===== Record excerpts =====

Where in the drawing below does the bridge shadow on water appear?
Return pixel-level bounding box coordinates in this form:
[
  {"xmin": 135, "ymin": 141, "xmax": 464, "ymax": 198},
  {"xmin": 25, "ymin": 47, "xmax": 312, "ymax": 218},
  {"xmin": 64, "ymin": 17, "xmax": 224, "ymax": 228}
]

=====

Activity |
Set down, word for word, every line from the line that holds "Return pixel-level bounding" to the end of the entries above, including both ends.

Your response |
Return pixel-level bounding box coordinates in this form:
[
  {"xmin": 135, "ymin": 141, "xmax": 464, "ymax": 198},
  {"xmin": 25, "ymin": 47, "xmax": 312, "ymax": 218},
  {"xmin": 64, "ymin": 17, "xmax": 224, "ymax": 228}
]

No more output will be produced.